→ Text under study
Getting to the last page

I was delighted to read this morning that “Apeirogon,” a remarkable book by Colum McCann, a favorite author, is long-listed for the Booker Prize. It’s a truly outstanding and prize-worthy book and I’m definitely going to finish it. Someday. Soon.

Why do we not finish books? I can’t be alone in not finishing a book. Or I finish it but only, as with “Apeirogon,” after taking a long break. For a variety of reasons.

One reason is what happened when I read the David Blight biography of Frederick Douglass. The book won lots of awards and had excellent reviews, but I didn’t like it. I’ve heard Blight speak and found him interesting and engaging, but not in this book. What I kept thinking as I read was I wish Ron Chernow had written this. Chernow, who falls in love with his subject, who maybe wants even a little too much for the reader to love him (yes, so far always him), too. He makes us feel we know Grant, Washington, and Hamilton (even before L-MM) and if we don’t completely understand them, then at least we see the human beings they were.

When I read Blight’s Douglass biography I got interesting information, but none of that sense of seeing the person, no sense of how he became arguably one of the most significant people of the 19th century. Here was this remarkable man who, only a few years after he freed himself from enslavement–where learning to read and write was an act of bravery, ingenuity, and luck–was speaking and writing eloquently, persuasively, with great sophistication and who went on to live a life of enormous influence. In search of that person, I took a break from the biography, read Douglass’s three autobiographies, and only then went back to finish the Blight.

→ Activities
a - In the essay on unfinished books, why did the writer stop reading the Blight biography of Frederick Douglass and turn to Douglass's three autobiographies? Answer in one to three sentences.
b - In the essay on unfinished books, what prize is "Apeirogon" long-listed for?
c - How would the essay on unfinished books go on? Continue it from its last sentence.

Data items

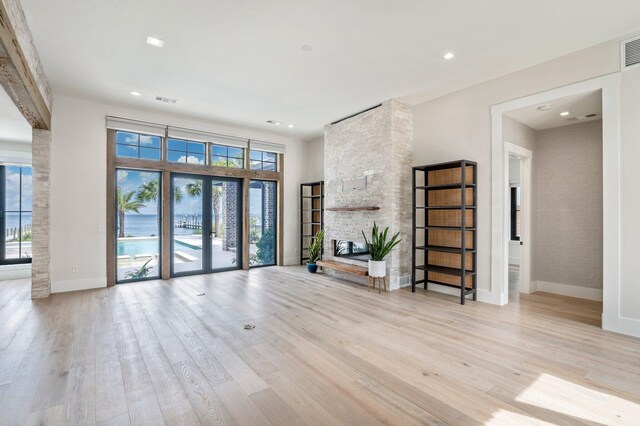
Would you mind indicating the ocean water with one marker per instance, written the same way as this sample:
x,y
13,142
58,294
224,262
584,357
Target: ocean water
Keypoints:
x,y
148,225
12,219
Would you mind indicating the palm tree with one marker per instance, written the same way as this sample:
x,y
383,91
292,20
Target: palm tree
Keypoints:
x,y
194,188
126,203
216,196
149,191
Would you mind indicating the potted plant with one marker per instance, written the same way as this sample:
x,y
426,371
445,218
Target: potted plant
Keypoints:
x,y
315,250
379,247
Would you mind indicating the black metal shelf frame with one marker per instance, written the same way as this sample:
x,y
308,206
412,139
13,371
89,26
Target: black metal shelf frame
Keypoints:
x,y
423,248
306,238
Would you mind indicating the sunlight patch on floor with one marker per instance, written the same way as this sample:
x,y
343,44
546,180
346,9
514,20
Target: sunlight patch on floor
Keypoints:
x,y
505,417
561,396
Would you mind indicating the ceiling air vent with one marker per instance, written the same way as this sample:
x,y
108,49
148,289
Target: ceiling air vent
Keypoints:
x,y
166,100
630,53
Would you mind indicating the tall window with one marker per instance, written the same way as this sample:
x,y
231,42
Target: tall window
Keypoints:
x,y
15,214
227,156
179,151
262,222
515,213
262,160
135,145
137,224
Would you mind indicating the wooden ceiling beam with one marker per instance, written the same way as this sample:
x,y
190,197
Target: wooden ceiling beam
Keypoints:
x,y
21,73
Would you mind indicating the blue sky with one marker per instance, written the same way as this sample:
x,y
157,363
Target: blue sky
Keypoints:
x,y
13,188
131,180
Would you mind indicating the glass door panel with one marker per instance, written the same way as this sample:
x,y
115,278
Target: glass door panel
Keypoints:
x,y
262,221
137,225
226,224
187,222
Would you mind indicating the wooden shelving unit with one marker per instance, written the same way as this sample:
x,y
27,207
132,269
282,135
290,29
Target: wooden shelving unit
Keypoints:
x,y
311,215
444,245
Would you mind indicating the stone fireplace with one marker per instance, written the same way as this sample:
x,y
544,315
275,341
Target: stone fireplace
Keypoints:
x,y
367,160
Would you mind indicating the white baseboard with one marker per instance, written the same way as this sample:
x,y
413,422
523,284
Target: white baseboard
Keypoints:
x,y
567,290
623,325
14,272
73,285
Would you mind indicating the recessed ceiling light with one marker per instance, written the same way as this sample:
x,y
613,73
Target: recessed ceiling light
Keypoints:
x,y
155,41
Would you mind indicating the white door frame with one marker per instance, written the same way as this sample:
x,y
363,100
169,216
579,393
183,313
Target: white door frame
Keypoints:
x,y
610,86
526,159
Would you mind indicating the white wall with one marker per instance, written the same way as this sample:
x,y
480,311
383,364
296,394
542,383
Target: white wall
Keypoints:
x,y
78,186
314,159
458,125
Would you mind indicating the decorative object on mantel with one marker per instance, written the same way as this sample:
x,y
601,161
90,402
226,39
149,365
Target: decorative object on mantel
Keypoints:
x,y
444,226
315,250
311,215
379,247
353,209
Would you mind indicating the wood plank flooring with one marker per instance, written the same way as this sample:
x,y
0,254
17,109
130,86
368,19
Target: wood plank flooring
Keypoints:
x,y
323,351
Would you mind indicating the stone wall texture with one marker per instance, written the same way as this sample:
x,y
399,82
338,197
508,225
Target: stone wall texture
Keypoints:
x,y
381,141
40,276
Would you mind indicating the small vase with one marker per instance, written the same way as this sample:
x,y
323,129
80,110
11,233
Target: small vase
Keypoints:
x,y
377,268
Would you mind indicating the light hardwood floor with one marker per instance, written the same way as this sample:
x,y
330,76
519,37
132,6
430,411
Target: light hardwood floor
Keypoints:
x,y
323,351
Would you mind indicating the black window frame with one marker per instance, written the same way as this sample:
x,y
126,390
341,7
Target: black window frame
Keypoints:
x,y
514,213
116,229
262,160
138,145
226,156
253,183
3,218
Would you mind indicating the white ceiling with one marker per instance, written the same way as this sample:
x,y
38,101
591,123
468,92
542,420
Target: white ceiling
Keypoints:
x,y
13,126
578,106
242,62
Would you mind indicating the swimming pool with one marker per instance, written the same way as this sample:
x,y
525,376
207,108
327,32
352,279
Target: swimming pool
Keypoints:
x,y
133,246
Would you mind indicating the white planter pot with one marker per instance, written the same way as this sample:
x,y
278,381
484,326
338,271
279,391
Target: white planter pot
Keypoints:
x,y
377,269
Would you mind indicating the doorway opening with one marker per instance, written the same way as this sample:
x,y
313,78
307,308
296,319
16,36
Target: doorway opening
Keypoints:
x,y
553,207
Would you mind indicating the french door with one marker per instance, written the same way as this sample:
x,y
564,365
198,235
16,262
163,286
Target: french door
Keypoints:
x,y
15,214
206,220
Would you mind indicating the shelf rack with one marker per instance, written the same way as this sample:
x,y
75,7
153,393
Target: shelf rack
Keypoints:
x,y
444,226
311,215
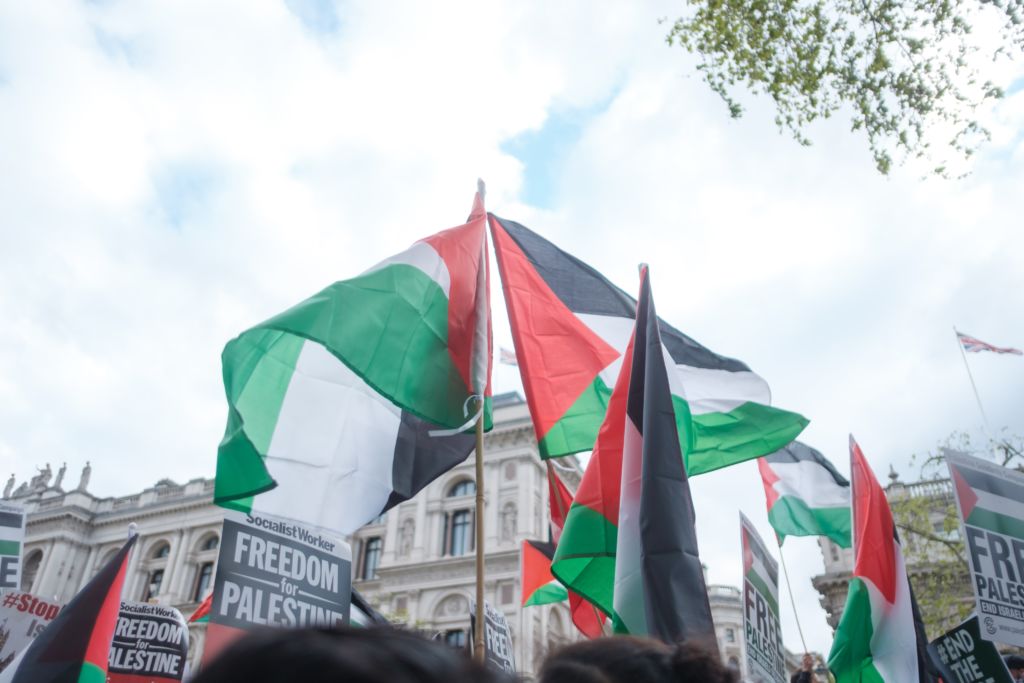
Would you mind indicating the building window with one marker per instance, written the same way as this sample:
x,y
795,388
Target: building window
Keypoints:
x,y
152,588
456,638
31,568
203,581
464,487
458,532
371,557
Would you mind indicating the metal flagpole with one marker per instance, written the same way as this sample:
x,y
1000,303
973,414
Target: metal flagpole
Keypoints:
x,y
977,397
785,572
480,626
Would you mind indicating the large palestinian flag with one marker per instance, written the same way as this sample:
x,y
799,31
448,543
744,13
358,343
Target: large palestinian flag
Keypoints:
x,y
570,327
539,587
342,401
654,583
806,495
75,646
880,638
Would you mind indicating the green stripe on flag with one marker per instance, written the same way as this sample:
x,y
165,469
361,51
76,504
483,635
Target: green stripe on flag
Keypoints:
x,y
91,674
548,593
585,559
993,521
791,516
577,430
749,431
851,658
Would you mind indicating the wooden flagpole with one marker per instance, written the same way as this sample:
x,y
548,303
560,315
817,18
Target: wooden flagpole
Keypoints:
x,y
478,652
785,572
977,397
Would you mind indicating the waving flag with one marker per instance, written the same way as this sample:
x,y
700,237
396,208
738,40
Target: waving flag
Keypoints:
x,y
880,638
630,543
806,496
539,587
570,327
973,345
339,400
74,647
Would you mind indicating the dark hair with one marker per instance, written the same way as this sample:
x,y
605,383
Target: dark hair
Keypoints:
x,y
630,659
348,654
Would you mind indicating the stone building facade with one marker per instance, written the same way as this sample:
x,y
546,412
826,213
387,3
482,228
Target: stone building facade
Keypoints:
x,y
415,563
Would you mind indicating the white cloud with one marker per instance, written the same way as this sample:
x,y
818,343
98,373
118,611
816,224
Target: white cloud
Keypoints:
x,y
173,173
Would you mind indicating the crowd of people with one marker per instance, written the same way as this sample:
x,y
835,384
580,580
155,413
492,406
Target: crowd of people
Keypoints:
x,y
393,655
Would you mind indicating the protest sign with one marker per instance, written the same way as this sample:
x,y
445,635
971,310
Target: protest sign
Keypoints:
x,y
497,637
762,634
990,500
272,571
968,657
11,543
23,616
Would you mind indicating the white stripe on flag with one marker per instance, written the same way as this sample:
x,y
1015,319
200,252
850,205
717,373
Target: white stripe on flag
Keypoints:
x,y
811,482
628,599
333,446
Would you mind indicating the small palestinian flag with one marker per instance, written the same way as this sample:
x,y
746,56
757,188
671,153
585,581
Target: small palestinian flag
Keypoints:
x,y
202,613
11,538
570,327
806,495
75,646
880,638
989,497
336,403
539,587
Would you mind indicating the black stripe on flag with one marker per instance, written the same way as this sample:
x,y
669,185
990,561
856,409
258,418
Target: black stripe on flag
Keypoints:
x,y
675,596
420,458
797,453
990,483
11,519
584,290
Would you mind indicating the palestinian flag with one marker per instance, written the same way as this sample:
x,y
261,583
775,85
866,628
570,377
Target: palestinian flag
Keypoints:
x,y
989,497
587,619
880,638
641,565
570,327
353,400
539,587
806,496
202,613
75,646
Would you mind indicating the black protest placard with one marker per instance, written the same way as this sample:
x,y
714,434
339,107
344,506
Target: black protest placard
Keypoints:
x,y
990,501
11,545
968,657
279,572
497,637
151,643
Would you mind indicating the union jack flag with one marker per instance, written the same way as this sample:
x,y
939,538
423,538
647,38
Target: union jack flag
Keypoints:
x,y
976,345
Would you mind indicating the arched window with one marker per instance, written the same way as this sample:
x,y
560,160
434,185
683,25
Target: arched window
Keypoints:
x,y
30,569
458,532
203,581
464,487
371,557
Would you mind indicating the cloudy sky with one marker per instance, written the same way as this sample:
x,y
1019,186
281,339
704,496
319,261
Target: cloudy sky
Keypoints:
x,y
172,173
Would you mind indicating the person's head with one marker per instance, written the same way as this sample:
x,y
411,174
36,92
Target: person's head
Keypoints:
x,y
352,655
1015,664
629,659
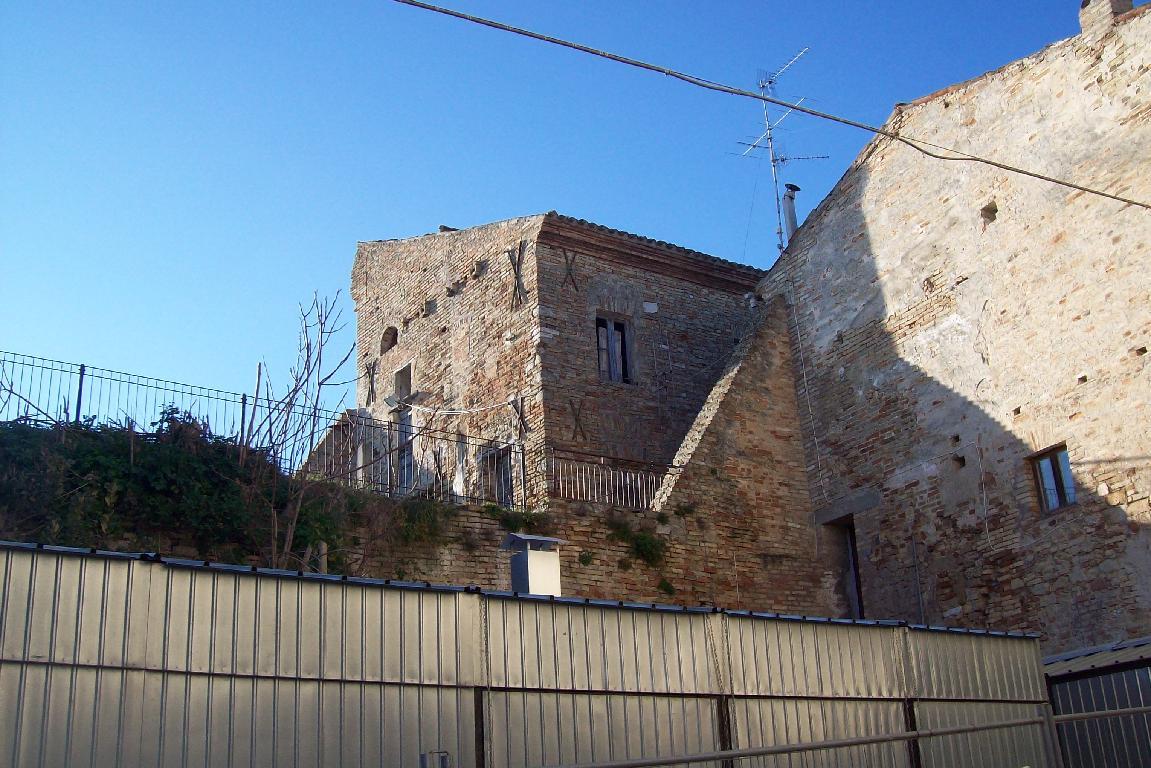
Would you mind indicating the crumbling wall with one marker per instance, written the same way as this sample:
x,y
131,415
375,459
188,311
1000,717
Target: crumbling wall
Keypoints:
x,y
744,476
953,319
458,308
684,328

→ Responses for each task
a - The biography gave interesting information but no sense of seeing Douglass as a person or of how he became one of the most significant people of the 19th century. The writer went to his autobiographies in search of that person, and only afterward went back to finish the Blight.

b - The Booker Prize.

c -
Zadie Smith is a whole other matter. Her writing is so gorgeous that I kind of get full, as if I’ve had too much chocolate, and I have to stop. I finished “White Teeth,” but since then I just read until I’ve had enough and then I stop.

Of course there are books I just don’t like enough to go further with. One like that just last week, in fact. I won’t name names: someone worked hard and just because I didn’t like it doesn’t mean other people wouldn’t.

“Apeirogon” is in a category as unique as the time in which I’m reading it. I bought it in March at the wonderful Square Books in Oxford, Mississippi, as I was traveling through the south seeing 1960s Civil Rights history. Square Books is across the street from a Confederate statue, erected in 1907 in retro honoring of those who “gave their lives in a just and holy cause.” Ok, well. I started reading it right away at the end of each long day of sight-seeing.

And then on March 14 I came home. Through an almost-empty airport on a half-empty plane to the world of COVID-19 and shut-down and masks and staying home; a world of illness and death everywhere and venal ineptitude here. How could I then resume reading this tragic story, even one so beautifully written? No, I immediately began immersing myself in plague-related books. And strangely, also books set during the Holocaust, as if I needed the reassurance that people—even fictional ones—have gone through hard times before and survived.

One of these days I’ll finish “Apeirogon.” I only have about 50 pages left. But I want to wait until I can put the sadness before me into the background enough to honor the story Colum McCann is telling, to feel the power of that story’s sadness without the daily sadness intruding.